Il suo ultimo libro, Flashback, è la storia di quattro donne in epoche diverse. Ma tutto comincia con un’amnesia. Proprio come in un altro suo libro, «La bestia nel cuore», da cui trasse il film che rappresentò l’Italia all’Oscar.
«“La bestia nel cuore” prende spunto da un fatto di cronaca: un fratello e una sorella, figli di un professore del liceo Tasso, abusati dal padre, senza che la madre, pur sapendolo, intervenisse. La realtà, rimossa, prima o poi ritorna, anche dopo decenni».
Lei ha mai subito molestie nel suo lavoro?
«Sul lavoro, no. Come quasi tutte le giovani donne ho avuto l’esperienza degli esibizionisti per strada, di quelli che ti mettono le mani addosso sugli autobus. Ma so che molte attrici hanno dovuto sottostare a molestie e ricatti».
Del MeToo si discute molto. È giusto denunciare anni o appunto decenni dopo?
«Certo che è giusto! A volte occorre molto tempo per elaborare quel che è accaduto, per trovare il coraggio di raccontarlo. Spesso la donna è vittima due volte: dell’uomo e del senso di vergogna che prova, come se fosse lei la colpevole».
Lei ha diretto Asia Argento.
«Quando aveva tredici anni. Una ragazza sensibilissima e bellissima, molto bisognosa di affetto. Ci eravamo perse di vista, ci siamo riviste da poco».
E cosa le ha detto?
«L’ho abbracciata».
Quindi ha fatto bene a denunciare Weinstein?
«Ha fatto benissimo».
Altre sue attrici sono Giovanna Mezzogiorno…
«Istintiva, generosa, viscerale: degna di suo padre».

#### DATI MOSTRATI:
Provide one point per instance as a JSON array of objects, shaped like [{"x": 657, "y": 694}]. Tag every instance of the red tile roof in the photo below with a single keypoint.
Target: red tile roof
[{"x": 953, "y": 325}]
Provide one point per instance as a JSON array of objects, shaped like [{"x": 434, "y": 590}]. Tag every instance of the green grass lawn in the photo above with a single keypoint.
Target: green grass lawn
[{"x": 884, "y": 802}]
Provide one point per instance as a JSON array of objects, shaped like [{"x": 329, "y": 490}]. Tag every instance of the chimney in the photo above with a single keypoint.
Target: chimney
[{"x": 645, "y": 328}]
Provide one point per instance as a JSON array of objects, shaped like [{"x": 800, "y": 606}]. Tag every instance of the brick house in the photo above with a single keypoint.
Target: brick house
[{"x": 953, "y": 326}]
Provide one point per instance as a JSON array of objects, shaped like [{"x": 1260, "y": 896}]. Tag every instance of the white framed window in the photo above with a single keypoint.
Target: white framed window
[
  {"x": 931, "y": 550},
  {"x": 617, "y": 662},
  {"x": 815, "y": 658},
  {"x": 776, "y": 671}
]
==
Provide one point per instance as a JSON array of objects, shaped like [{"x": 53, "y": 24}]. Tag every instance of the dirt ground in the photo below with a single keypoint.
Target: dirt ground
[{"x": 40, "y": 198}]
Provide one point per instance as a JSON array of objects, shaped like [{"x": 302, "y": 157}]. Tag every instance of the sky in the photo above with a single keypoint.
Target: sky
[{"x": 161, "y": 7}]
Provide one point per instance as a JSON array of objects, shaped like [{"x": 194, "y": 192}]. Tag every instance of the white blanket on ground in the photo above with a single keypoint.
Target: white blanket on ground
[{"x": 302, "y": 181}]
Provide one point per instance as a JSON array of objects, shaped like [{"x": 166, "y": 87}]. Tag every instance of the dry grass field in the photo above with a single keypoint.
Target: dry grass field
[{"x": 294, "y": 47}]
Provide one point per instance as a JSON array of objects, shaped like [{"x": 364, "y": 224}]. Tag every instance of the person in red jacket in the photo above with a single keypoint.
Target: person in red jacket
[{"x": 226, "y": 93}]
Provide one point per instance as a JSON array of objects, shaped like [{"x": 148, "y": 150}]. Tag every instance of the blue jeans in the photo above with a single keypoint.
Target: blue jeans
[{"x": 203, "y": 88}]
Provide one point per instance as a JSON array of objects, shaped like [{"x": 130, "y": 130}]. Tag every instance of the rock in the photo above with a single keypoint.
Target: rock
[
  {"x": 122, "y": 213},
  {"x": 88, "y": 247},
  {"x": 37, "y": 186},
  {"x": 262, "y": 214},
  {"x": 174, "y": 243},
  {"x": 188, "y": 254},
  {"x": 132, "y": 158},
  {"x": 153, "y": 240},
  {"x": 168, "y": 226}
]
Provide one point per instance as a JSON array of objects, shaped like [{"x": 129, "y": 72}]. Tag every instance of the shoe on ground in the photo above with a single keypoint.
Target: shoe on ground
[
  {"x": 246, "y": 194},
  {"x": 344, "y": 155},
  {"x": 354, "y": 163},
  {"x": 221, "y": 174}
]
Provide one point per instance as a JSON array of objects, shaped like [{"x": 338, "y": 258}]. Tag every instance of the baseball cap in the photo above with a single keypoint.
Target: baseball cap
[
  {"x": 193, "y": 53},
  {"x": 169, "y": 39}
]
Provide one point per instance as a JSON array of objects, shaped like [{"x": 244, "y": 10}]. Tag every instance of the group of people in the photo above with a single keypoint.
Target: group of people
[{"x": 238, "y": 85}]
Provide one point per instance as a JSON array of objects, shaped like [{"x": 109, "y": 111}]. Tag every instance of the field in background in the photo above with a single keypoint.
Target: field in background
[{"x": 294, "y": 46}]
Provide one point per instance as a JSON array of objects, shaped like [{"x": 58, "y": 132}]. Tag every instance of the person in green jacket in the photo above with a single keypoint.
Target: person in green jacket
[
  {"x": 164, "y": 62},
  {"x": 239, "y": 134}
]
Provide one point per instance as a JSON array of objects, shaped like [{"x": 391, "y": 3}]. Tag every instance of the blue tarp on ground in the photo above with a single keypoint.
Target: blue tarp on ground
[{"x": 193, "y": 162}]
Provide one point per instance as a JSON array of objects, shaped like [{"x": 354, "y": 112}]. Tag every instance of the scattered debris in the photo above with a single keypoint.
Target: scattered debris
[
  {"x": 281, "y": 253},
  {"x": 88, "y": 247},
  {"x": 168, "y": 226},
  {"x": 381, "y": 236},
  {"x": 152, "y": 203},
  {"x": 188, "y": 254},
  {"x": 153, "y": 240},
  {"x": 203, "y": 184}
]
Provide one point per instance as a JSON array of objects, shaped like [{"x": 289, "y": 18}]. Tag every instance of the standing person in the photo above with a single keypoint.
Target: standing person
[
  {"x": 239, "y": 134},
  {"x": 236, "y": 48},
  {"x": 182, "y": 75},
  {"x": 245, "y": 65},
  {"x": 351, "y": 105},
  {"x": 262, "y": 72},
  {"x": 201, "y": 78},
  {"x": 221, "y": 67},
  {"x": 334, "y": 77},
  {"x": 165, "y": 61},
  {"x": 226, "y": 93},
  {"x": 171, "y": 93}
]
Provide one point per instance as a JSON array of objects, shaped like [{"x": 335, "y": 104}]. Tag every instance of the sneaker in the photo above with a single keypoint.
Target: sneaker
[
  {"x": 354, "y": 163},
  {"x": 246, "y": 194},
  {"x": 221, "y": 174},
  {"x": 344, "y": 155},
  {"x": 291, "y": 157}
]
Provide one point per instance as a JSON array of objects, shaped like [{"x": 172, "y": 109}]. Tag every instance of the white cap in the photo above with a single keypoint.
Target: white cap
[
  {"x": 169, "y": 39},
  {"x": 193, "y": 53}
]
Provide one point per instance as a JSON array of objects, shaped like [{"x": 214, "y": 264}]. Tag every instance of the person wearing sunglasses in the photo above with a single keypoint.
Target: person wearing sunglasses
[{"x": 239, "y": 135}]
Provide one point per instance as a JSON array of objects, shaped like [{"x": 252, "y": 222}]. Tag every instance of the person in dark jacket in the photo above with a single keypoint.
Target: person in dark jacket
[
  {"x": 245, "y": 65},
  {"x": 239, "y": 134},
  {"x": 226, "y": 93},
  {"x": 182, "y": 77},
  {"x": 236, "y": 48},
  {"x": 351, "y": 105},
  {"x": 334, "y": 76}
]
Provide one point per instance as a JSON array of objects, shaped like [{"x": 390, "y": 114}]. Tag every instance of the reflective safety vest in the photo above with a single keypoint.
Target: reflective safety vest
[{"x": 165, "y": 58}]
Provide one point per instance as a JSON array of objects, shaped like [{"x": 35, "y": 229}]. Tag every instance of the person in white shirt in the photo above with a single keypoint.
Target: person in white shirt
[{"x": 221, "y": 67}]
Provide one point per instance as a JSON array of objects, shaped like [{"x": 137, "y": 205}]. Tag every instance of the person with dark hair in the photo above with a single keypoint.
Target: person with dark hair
---
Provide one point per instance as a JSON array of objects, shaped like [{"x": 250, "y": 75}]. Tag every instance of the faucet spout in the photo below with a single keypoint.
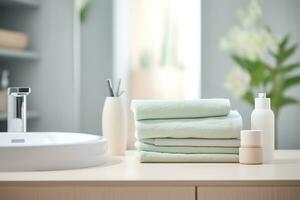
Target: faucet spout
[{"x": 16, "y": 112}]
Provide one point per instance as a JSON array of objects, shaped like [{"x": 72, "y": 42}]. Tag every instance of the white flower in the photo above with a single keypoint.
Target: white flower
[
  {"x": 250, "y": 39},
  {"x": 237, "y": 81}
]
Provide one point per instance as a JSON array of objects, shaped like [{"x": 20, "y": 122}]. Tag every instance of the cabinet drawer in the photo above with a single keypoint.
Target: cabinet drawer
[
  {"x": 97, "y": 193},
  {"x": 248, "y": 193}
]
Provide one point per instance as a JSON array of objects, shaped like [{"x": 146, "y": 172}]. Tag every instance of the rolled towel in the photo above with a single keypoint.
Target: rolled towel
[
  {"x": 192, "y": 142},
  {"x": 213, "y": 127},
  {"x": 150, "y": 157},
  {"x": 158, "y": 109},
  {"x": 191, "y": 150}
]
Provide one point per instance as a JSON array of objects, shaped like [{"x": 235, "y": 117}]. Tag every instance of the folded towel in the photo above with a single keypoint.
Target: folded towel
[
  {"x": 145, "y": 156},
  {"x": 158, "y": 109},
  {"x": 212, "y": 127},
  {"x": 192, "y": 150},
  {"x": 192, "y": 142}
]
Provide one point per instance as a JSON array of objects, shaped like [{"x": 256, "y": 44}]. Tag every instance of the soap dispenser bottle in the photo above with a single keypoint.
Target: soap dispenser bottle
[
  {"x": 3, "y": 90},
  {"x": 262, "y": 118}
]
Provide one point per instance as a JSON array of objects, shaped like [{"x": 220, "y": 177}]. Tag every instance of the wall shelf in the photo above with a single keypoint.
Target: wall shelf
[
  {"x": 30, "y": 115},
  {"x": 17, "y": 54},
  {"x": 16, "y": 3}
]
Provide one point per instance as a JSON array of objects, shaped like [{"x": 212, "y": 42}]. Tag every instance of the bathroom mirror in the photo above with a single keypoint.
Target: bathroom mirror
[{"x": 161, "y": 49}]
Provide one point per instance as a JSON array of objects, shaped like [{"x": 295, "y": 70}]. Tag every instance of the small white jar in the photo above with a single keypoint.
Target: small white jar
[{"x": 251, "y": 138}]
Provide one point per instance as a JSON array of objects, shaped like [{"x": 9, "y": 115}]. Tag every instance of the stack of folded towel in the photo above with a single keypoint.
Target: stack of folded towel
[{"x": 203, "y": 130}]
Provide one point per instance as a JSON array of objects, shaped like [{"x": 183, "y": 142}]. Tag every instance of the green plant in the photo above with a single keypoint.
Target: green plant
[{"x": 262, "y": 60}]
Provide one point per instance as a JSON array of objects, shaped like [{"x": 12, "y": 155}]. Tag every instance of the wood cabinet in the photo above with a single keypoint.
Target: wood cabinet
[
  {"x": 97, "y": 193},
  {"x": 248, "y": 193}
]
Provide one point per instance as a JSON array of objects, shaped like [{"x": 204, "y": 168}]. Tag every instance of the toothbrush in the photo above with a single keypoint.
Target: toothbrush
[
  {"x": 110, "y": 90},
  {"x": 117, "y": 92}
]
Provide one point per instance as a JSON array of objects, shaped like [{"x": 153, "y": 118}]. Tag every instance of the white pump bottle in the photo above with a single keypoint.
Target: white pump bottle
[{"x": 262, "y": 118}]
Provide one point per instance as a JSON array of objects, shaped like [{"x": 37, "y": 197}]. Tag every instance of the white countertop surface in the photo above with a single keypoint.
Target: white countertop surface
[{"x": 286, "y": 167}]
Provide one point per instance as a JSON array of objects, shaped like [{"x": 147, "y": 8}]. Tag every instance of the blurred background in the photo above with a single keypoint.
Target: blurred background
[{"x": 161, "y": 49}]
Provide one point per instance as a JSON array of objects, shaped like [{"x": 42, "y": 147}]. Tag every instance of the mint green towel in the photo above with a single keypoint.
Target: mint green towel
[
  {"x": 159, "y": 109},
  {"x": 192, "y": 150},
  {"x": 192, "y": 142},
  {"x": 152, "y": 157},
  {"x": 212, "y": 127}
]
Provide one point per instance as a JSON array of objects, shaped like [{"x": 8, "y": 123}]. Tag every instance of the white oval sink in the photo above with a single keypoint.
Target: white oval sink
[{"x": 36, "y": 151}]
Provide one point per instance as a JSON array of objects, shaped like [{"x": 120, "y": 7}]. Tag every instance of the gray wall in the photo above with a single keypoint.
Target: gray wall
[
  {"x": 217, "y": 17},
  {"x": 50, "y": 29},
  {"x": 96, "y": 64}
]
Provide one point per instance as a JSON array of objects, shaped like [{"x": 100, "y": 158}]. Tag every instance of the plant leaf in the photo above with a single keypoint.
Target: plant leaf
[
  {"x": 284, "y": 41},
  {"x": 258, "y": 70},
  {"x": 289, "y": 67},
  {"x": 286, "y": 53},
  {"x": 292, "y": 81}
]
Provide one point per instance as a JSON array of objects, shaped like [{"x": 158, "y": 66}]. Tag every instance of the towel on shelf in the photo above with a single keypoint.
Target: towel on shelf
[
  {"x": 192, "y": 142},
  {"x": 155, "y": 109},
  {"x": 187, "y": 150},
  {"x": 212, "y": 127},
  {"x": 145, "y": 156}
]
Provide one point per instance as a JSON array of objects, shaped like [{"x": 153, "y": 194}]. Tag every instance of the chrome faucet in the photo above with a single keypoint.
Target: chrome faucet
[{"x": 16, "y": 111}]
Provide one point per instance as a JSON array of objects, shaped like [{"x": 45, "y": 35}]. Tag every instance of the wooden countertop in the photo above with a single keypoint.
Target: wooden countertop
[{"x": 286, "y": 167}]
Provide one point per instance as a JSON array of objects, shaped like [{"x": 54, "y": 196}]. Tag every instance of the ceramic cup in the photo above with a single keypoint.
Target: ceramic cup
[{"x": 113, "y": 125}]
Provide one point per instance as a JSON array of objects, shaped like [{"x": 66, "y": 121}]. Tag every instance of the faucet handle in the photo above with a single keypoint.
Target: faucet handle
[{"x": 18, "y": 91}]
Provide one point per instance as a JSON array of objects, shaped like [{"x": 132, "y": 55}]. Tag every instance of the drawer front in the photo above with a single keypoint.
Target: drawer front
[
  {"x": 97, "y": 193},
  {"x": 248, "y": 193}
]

#### CONSEGNA:
Continua l'intervista sul libro Flashback a partire dall'ultima risposta, quella su Giovanna Mezzogiorno.

#### SVOLGIMENTO:
…E Margherita Buy, di cui si dice che reciti sempre un po’ se stessa: la donna di sinistra, all’apparenza insicura, nevrotica…
«Non sono d’accordo. Certo, i registi tendono a collocarti sempre nella stessa parte. Ma Margherita è una grande attrice. E nella parte entra sino in fondo. Quando giravamo “Il più bel giorno della mia vita” sentivamo un suono che il fonico non riusciva a togliere. Non capivamo cosa fosse. Era il battito del suo cuore».
E Virna Lisi?
«Mi ricordava mia madre: brusca, sprucida; una signora borghese che si trasformava in una grande attrice. Quando fui candidata all’Oscar mi regalò un grosso corno, contro le invidie».
Quanto c’è di autobiografico nel suo ultimo libro?
«In Flashback non c’è nulla che non sia vero. Ricostruisco cose che sarebbero svanite, o chiuse in una scatola che nessuno apre».
Una delle quattro protagoniste vive al tempo della Rivoluzione bolscevica. Un periodo cui lei ha dedicato un altro libro che ha fatto discutere, «L’illusione del bene».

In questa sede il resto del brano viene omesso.